▽
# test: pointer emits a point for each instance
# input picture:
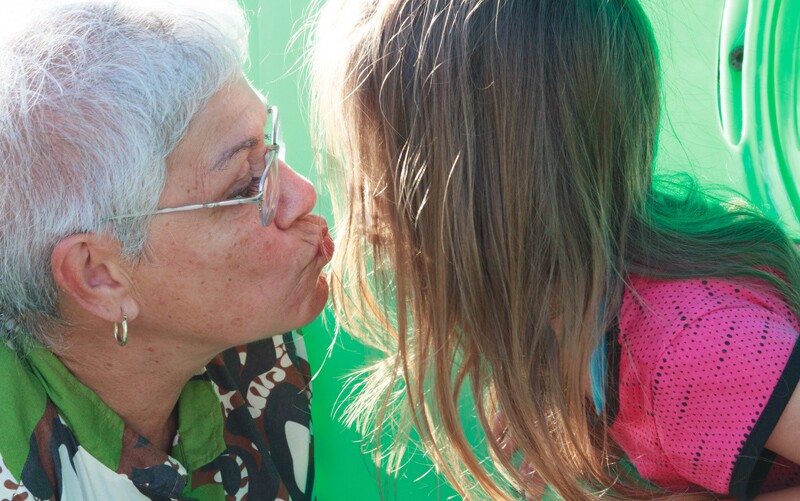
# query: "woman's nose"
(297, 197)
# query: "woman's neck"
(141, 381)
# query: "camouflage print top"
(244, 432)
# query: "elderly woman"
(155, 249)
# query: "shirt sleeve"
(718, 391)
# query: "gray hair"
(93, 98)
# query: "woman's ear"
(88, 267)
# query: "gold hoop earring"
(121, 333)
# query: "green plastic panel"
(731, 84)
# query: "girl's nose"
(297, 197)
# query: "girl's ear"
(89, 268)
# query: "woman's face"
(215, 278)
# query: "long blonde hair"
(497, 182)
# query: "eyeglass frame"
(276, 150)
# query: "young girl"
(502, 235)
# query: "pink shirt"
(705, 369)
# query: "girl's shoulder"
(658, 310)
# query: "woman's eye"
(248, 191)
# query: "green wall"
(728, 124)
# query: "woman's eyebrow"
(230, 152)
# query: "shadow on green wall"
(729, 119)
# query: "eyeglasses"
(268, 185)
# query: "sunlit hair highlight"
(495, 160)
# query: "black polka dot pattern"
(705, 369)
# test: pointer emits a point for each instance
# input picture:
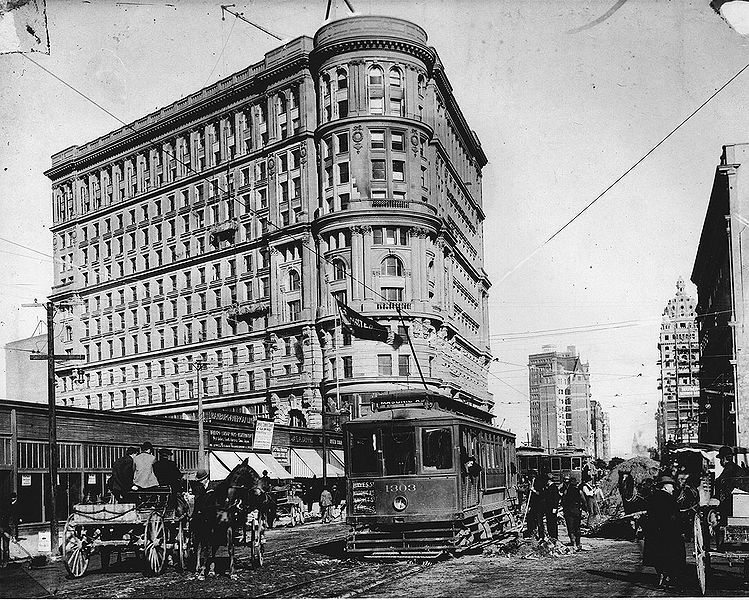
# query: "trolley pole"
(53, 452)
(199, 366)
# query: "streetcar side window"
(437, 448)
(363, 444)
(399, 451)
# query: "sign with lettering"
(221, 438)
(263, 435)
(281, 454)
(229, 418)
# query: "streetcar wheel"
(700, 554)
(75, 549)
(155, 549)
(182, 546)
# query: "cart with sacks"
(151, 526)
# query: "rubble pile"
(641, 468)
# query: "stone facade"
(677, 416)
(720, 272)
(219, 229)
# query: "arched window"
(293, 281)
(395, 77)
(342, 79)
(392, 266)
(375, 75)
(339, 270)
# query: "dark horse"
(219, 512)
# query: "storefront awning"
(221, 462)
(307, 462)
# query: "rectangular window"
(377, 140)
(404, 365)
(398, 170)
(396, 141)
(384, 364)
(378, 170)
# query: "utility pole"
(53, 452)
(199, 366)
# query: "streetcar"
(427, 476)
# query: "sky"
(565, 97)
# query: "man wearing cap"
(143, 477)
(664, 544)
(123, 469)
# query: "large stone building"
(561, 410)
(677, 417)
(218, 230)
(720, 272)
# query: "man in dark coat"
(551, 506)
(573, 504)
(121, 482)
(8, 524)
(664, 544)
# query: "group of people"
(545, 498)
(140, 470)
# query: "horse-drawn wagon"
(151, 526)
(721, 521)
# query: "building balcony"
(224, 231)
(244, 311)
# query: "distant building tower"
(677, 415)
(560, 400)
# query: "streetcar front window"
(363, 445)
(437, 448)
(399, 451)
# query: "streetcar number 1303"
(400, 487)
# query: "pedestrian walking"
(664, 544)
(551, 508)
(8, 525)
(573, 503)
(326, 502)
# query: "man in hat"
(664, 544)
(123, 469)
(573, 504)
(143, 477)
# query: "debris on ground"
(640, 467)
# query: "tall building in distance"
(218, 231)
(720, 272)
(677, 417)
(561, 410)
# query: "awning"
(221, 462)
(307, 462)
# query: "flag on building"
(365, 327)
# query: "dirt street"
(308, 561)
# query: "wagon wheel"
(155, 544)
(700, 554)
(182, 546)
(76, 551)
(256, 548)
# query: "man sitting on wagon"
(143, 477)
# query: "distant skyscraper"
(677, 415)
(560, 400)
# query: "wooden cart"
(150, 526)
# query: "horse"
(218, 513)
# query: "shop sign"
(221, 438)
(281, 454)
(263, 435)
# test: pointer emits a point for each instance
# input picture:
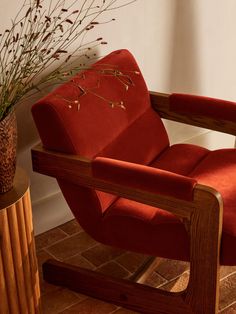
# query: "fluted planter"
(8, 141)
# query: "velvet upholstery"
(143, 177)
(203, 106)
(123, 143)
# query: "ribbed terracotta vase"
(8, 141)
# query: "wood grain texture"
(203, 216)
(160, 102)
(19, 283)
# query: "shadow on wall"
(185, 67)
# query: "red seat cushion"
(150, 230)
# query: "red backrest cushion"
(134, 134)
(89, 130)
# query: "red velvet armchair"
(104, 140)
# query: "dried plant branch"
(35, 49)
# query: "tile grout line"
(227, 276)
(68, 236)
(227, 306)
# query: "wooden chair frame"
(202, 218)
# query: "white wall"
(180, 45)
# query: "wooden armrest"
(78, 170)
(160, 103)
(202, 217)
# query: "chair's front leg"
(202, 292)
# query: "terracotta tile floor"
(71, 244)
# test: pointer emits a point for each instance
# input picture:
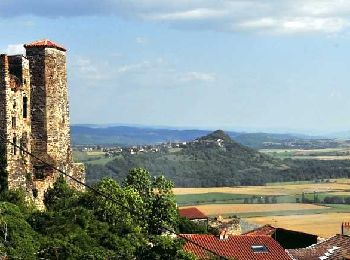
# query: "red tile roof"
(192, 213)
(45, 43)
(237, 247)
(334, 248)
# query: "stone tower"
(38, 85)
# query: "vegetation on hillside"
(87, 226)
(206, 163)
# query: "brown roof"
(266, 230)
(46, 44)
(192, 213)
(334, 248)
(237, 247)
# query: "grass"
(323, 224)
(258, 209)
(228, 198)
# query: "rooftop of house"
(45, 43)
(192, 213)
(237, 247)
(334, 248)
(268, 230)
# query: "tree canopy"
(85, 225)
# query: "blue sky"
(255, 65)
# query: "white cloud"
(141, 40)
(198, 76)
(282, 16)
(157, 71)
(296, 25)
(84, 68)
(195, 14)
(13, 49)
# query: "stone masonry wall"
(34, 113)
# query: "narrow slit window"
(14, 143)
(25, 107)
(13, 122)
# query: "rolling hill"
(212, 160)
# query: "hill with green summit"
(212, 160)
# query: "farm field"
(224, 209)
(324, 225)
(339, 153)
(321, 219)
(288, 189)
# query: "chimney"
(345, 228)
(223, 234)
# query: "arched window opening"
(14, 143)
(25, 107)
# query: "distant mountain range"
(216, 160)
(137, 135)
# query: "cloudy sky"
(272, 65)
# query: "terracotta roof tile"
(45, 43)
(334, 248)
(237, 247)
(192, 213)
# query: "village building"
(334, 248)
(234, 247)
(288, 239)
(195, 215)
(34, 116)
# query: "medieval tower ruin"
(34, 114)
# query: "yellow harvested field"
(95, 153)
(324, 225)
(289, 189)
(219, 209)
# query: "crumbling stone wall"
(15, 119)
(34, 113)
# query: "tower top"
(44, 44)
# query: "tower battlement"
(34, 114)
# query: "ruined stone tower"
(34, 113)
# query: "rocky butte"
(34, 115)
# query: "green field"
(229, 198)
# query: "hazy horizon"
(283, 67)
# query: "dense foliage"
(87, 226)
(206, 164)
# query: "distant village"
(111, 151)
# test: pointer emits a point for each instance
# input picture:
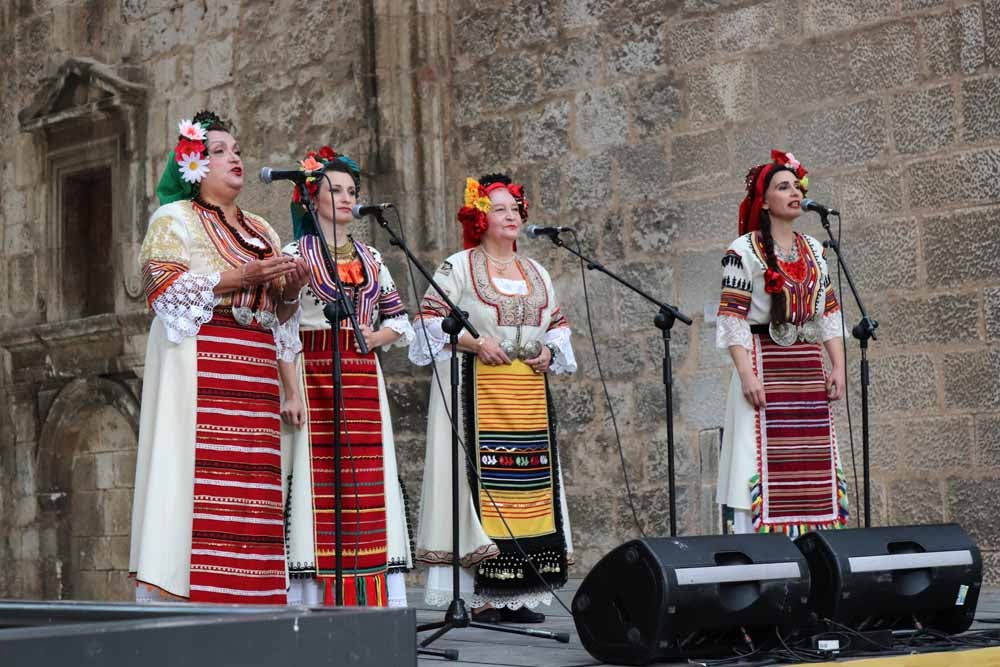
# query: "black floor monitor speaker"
△
(Exercise brief)
Although the records above contain pictures, only their text is to be repeated, exactly as given.

(Completed exercise)
# test: pointer emits a point for each instance
# input picture:
# query: "woman's nose"
(297, 197)
# query: "woman's neck"
(141, 381)
# query: "camouflage print top"
(244, 432)
# query: "elderly woman"
(155, 249)
# query: "shirt sleeve"
(718, 391)
# query: "gray hair"
(93, 98)
# query: "woman's ear"
(88, 267)
# query: "gold hoop earring"
(121, 333)
# query: "green plastic panel"
(731, 84)
# query: "girl's nose"
(297, 197)
# query: "girl's ear"
(89, 268)
# query: "woman's face"
(215, 278)
# query: "long blonde hair"
(497, 182)
# query: "eyeglass frame"
(276, 150)
# query: "young girl"
(502, 235)
# query: "pink shirt"
(705, 369)
# query: "girl's shoulder"
(658, 310)
# query: "woman's eye"
(248, 191)
# query: "green wall"
(728, 124)
# query: "woman's eyebrow"
(230, 152)
# query: "shadow on green wall"
(729, 119)
# query: "eyeglasses"
(268, 185)
# query: "sunlit hair highlight"
(495, 160)
# query: "black polka dot pattern"
(705, 369)
# test: pointer emits a point for each instance
# input picture:
# query: "trolley pole"
(53, 452)
(199, 366)
# query: "streetcar side window"
(437, 448)
(363, 444)
(399, 451)
# query: "sign with lettering"
(221, 438)
(263, 435)
(281, 454)
(229, 418)
# query: "streetcar wheel"
(700, 554)
(75, 549)
(155, 549)
(182, 546)
# query: "cart with sacks"
(151, 526)
# query: "rubble pile"
(641, 468)
# query: "stone facade"
(677, 416)
(720, 272)
(219, 229)
# query: "arched window"
(293, 281)
(395, 77)
(342, 79)
(392, 266)
(375, 75)
(339, 270)
# query: "dark horse"
(219, 512)
# query: "storefront awning"
(221, 462)
(307, 462)
# query: "rectangular window"
(377, 140)
(404, 365)
(398, 170)
(396, 141)
(384, 364)
(378, 170)
# query: "utility pole"
(53, 452)
(199, 366)
# query: "streetcar"
(427, 476)
# query: "sky"
(565, 97)
# query: "man wearing cap"
(143, 477)
(664, 544)
(123, 469)
# query: "large stone building"
(561, 410)
(677, 417)
(218, 230)
(720, 272)
# query: "man in dark coat"
(551, 506)
(573, 504)
(121, 482)
(8, 524)
(664, 544)
# query: "group of people"
(545, 498)
(140, 470)
# query: "horse-drawn wagon"
(151, 526)
(721, 521)
# query: "building balcony"
(224, 231)
(244, 311)
# query: "distant building tower"
(677, 415)
(560, 400)
# query: "streetcar front window"
(363, 445)
(437, 448)
(399, 451)
# query: "streetcar number 1303"
(400, 487)
# query: "pedestrian walking"
(664, 544)
(551, 508)
(8, 525)
(573, 503)
(326, 502)
# query: "man in hat"
(664, 544)
(123, 469)
(573, 504)
(143, 477)
# query: "debris on ground"
(640, 467)
# query: "tall building in distance"
(218, 231)
(720, 272)
(677, 417)
(561, 410)
# query: "awning"
(221, 462)
(307, 462)
# query: "flag on building"
(365, 327)
# query: "dirt street"
(308, 561)
# query: "wagon wheel"
(155, 544)
(700, 554)
(182, 546)
(76, 551)
(256, 548)
# query: "man sitting on wagon"
(143, 477)
# query: "distant skyscraper"
(677, 415)
(560, 400)
# query: "wooden cart"
(150, 526)
# query: "horse"
(218, 513)
# query: "shop sign"
(221, 438)
(281, 454)
(263, 435)
# test: pointer emits a point for each instance
# input picture:
# query: "fluted planter"
(8, 141)
# query: "velvet upholstery"
(143, 177)
(203, 106)
(123, 143)
# query: "ribbed terracotta vase"
(8, 141)
# query: "wood grain texture"
(203, 216)
(160, 102)
(19, 283)
# query: "shadow on wall"
(185, 67)
# query: "red seat cushion"
(150, 230)
# query: "red backrest cushion"
(134, 134)
(89, 130)
# query: "red velvet armchair"
(104, 140)
# query: "dried plant branch"
(35, 49)
# query: "tile grout line"
(227, 276)
(68, 236)
(227, 306)
# query: "wooden chair frame"
(202, 218)
# query: "white wall"
(180, 45)
# query: "wooden armrest"
(78, 170)
(160, 103)
(202, 217)
# query: "chair's front leg"
(202, 292)
# query: "terracotta tile floor"
(71, 244)
# test: pointer emits a point for each instance
# input picture:
# query: "red tile roof"
(192, 213)
(45, 43)
(237, 247)
(334, 248)
# query: "stone tower"
(38, 85)
# query: "vegetation on hillside"
(87, 226)
(206, 163)
# query: "brown roof"
(266, 230)
(46, 44)
(192, 213)
(334, 248)
(237, 247)
# query: "grass"
(323, 224)
(258, 209)
(228, 198)
# query: "rooftop of house"
(45, 43)
(192, 213)
(237, 247)
(334, 248)
(268, 230)
# query: "tree canopy"
(85, 225)
# query: "blue sky"
(255, 65)
# query: "white cloud"
(141, 40)
(198, 76)
(282, 16)
(157, 71)
(296, 25)
(84, 68)
(195, 14)
(13, 49)
# query: "stone masonry wall"
(34, 113)
# query: "narrow slit window"
(14, 143)
(25, 107)
(13, 122)
# query: "rolling hill"
(212, 160)
# query: "hill with green summit"
(212, 160)
# query: "farm field"
(224, 209)
(324, 225)
(339, 153)
(321, 219)
(288, 189)
# query: "chimney"
(345, 228)
(223, 234)
# query: "arched window opening"
(14, 143)
(25, 107)
# query: "distant mountain range"
(216, 160)
(137, 135)
# query: "cloudy sky"
(272, 65)
# query: "terracotta roof tile"
(45, 43)
(334, 248)
(237, 247)
(192, 213)
# query: "village building"
(334, 248)
(234, 247)
(288, 239)
(195, 215)
(34, 116)
# query: "medieval tower ruin"
(34, 114)
# query: "yellow harvested field"
(95, 153)
(324, 225)
(289, 189)
(219, 209)
# query: "crumbling stone wall"
(15, 119)
(34, 113)
# query: "tower top"
(44, 44)
# query: "tower battlement"
(34, 114)
# query: "ruined stone tower"
(34, 113)
# query: "rocky butte"
(34, 115)
# query: "green field"
(229, 198)
# query: "hazy horizon"
(283, 67)
# query: "dense foliage"
(87, 226)
(206, 164)
# query: "distant village"
(111, 151)
# test: pointer emits a point for each instance
# input picture:
# query: "black floor monitor speaker"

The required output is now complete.